Written problem -> Express the data from its start through the line containing "128L51 146L108 145L136" as a two-column CSV with the header instruction,svg_output. Make one row per request, holding its text and its answer, each in a single quoted field with line breaks replaced by spaces.

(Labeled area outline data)
= = = = = = =
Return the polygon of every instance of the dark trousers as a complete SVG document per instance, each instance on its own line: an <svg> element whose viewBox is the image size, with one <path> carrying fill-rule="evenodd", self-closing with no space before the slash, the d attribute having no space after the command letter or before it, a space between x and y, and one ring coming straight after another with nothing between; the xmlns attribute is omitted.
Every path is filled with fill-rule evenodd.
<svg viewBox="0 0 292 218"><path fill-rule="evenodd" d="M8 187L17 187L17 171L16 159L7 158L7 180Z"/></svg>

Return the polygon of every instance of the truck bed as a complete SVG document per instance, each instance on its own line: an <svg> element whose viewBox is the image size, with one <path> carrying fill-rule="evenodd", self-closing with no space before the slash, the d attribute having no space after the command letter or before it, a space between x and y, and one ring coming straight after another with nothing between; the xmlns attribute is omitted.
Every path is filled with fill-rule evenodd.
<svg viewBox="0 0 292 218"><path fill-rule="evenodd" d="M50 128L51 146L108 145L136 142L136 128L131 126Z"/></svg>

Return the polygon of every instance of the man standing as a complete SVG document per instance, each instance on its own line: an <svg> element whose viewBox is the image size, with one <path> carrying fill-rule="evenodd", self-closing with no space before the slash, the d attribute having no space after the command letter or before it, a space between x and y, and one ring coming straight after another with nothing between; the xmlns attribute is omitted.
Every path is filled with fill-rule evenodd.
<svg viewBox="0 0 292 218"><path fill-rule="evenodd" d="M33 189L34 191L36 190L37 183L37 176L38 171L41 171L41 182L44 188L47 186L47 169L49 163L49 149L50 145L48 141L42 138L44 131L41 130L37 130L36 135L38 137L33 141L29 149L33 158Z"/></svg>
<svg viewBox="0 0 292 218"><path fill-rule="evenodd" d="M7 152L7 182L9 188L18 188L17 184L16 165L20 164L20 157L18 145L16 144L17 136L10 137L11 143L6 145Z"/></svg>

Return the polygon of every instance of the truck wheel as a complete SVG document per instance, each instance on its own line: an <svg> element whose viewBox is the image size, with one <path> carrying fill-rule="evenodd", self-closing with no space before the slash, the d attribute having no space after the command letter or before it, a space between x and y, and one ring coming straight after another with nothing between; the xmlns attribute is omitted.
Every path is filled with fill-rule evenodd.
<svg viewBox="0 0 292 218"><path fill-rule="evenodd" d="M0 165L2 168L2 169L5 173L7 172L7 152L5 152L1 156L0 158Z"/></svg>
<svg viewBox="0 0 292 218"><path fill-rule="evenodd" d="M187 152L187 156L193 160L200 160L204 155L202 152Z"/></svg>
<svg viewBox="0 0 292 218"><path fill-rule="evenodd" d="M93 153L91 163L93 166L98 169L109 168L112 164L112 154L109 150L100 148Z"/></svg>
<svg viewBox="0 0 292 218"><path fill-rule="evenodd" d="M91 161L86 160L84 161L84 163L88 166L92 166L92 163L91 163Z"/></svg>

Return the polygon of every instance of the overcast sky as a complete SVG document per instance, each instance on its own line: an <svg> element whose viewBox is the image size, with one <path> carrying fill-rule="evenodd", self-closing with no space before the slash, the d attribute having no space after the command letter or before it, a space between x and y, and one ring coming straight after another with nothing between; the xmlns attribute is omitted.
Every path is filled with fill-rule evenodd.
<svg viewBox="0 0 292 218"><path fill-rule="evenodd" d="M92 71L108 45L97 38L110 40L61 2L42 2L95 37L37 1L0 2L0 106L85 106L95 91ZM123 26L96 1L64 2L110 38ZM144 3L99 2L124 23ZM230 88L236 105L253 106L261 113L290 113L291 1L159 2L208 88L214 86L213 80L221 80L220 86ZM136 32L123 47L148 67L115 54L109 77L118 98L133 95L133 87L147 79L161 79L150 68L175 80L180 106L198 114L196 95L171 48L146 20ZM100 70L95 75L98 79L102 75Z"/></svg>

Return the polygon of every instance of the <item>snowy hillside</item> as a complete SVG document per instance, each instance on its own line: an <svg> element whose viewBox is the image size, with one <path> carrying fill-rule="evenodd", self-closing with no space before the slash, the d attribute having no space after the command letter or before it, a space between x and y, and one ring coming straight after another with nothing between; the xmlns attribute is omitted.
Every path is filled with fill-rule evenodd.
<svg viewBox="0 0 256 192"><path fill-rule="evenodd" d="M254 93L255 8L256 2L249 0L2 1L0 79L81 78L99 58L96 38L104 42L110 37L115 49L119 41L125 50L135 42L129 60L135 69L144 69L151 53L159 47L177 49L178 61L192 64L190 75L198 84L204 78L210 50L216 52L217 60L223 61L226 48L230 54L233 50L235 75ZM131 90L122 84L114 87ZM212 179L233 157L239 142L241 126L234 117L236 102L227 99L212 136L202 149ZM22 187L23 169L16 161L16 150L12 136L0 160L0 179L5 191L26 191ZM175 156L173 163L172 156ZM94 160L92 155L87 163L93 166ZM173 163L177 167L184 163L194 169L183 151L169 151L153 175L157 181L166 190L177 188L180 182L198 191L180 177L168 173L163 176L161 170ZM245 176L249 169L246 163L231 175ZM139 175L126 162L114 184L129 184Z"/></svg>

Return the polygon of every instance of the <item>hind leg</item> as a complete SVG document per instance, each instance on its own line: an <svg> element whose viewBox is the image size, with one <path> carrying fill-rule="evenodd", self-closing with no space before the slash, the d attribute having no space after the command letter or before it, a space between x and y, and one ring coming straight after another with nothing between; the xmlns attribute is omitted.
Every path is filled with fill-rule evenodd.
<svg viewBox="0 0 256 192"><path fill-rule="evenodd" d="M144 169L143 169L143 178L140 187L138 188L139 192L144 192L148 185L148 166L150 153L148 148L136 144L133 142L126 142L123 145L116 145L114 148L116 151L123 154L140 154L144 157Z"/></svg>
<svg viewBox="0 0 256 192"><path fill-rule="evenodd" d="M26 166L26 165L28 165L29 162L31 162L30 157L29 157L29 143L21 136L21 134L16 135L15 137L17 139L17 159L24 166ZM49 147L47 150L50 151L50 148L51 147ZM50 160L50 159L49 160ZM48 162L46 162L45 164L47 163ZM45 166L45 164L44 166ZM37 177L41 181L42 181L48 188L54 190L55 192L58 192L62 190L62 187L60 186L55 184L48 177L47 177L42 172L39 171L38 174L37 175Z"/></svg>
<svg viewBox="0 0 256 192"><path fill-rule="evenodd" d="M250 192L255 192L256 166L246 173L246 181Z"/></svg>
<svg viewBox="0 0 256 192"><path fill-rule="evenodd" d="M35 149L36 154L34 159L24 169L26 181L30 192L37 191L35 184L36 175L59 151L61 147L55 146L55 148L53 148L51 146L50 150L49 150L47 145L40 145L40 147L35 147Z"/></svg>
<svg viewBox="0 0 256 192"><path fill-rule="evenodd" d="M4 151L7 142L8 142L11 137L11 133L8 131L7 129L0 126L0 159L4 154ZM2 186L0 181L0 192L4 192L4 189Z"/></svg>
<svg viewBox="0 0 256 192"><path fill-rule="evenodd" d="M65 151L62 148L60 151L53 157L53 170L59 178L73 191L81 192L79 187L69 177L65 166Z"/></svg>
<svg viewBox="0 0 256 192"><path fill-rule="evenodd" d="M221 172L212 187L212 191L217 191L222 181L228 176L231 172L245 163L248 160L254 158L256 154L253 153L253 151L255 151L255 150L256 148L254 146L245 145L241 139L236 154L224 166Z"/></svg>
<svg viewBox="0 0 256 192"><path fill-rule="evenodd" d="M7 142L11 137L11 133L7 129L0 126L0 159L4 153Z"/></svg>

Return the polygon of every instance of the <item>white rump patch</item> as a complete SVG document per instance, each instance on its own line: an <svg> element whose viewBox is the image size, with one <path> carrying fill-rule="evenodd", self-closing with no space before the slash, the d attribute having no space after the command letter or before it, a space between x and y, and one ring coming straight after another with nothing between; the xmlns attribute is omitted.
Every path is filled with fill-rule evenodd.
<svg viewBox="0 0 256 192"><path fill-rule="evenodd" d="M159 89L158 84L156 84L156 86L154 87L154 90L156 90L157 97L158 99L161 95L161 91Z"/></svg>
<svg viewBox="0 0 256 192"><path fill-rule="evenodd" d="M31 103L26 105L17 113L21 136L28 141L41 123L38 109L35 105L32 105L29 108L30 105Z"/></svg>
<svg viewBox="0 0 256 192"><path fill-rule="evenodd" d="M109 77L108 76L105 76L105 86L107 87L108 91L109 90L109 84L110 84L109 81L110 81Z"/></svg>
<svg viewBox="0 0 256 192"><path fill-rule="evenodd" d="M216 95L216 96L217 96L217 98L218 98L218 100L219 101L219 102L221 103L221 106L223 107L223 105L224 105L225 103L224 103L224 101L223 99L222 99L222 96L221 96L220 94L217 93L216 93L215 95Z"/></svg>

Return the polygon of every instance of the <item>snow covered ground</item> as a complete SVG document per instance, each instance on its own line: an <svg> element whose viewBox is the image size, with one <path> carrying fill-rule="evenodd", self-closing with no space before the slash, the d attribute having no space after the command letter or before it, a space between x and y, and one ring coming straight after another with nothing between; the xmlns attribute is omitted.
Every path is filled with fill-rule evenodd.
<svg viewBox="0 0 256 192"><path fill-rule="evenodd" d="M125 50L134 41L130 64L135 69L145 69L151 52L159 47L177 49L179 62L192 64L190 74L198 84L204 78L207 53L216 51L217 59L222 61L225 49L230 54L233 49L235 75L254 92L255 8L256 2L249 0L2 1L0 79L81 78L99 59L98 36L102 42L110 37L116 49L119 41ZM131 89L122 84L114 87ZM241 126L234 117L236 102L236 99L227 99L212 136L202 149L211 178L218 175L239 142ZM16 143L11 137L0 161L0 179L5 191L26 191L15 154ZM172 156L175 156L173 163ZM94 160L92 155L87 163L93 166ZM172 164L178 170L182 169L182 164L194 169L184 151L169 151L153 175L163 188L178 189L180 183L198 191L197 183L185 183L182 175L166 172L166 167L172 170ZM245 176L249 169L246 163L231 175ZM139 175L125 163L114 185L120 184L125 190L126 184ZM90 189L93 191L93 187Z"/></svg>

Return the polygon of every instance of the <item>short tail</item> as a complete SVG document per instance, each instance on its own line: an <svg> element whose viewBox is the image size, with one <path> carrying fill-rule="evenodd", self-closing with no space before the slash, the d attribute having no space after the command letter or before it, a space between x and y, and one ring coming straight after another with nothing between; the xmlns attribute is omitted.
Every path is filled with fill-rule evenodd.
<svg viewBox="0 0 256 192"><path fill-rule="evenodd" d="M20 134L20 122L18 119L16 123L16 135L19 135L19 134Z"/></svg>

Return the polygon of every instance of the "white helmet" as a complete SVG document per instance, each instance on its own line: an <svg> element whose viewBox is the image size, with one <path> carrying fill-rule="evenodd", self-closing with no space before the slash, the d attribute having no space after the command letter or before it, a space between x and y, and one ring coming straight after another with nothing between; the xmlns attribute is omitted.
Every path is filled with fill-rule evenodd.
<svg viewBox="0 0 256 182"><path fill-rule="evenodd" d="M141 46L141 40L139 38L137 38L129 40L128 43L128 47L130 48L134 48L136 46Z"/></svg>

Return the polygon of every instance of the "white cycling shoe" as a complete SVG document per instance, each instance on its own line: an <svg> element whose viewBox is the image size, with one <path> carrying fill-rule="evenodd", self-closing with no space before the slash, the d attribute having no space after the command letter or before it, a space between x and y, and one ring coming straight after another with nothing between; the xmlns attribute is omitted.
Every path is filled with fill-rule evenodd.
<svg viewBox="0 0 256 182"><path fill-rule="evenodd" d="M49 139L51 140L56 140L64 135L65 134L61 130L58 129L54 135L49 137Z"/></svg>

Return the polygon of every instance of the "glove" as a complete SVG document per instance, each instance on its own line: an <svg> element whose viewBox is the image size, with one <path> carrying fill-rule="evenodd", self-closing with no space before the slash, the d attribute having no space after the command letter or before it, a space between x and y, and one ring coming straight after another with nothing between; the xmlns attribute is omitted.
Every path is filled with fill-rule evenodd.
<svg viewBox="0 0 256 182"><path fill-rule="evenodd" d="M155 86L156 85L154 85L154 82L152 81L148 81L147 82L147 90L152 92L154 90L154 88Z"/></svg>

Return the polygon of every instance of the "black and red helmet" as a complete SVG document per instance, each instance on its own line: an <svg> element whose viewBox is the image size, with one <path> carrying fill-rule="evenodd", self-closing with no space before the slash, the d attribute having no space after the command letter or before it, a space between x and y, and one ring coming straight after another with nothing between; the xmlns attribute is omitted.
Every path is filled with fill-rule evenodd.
= = = = = = =
Solution for this problem ->
instruction,svg_output
"Return the polygon of every instance of the dark trousers as a complete SVG document per instance, each instance on its own line: an <svg> element whose viewBox is the image size, with one <path> carrying fill-rule=""evenodd"", self-closing with no space before the slash, the d attribute having no space after the command letter or before it, a space between x and y, and one ring coming straight after another with nothing between; the xmlns attribute is omitted. Every path is filled with fill-rule evenodd.","<svg viewBox=""0 0 292 218""><path fill-rule=""evenodd"" d=""M8 187L17 187L17 171L16 159L7 158L7 180Z""/></svg>"
"Return the polygon of every instance of the truck bed as a complete SVG document per instance, each instance on its own line: an <svg> element whose viewBox is the image size, with one <path> carrying fill-rule=""evenodd"", self-closing with no space before the slash, the d attribute having no space after the command letter or before it, a space between x and y, and one ring coming straight after another with nothing between; the xmlns attribute is omitted. Every path is filled with fill-rule evenodd.","<svg viewBox=""0 0 292 218""><path fill-rule=""evenodd"" d=""M50 128L51 146L108 145L136 142L136 128L131 126Z""/></svg>"